- Exercise aim:
Look through the listing below for lines containing the word "minaret". State only their number.

- Data to use:
################

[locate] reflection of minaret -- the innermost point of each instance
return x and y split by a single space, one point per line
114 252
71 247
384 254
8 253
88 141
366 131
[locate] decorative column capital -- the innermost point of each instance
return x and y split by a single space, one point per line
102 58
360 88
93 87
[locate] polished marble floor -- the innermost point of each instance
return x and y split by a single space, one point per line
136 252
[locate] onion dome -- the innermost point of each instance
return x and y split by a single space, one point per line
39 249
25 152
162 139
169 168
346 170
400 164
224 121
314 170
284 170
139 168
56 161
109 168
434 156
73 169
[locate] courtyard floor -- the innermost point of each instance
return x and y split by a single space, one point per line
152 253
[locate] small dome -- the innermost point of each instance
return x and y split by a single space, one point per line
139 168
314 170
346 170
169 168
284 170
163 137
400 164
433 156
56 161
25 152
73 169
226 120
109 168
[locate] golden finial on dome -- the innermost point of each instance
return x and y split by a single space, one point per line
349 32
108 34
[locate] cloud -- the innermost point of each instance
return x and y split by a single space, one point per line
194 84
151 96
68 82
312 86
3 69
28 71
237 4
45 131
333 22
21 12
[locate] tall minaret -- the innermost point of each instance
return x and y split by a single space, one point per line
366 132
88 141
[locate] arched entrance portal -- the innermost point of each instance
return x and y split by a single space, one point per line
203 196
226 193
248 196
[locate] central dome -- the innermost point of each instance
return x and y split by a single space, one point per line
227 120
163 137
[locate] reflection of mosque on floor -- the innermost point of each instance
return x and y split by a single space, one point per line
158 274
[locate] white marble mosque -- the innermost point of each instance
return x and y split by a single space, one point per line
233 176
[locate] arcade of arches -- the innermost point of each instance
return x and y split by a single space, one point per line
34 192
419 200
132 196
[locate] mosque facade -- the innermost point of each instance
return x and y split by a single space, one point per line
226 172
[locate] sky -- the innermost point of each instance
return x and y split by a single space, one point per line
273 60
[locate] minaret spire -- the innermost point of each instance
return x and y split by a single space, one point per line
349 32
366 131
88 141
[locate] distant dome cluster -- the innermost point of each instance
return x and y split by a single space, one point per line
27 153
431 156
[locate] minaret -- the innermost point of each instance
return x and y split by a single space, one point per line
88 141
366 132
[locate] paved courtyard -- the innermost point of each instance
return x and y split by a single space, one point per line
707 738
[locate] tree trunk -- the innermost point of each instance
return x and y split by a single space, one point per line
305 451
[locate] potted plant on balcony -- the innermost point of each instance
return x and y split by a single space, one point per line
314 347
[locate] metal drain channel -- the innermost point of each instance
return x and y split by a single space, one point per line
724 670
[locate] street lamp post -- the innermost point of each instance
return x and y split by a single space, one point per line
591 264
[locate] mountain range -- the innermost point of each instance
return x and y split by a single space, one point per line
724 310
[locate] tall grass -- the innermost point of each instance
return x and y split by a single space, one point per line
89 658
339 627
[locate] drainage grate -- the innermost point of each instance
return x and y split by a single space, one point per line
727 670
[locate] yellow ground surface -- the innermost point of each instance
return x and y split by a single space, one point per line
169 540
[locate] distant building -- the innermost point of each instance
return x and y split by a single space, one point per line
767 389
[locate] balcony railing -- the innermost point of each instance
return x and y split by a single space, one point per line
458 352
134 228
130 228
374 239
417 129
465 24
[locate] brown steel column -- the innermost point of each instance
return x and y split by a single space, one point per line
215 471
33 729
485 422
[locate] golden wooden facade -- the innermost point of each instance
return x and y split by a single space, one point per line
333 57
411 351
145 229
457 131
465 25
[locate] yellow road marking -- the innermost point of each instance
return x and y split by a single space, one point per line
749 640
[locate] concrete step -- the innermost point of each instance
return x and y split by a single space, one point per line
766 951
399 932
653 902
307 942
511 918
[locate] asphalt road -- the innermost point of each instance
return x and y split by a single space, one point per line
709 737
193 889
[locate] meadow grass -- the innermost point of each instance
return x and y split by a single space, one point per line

################

- Written response:
4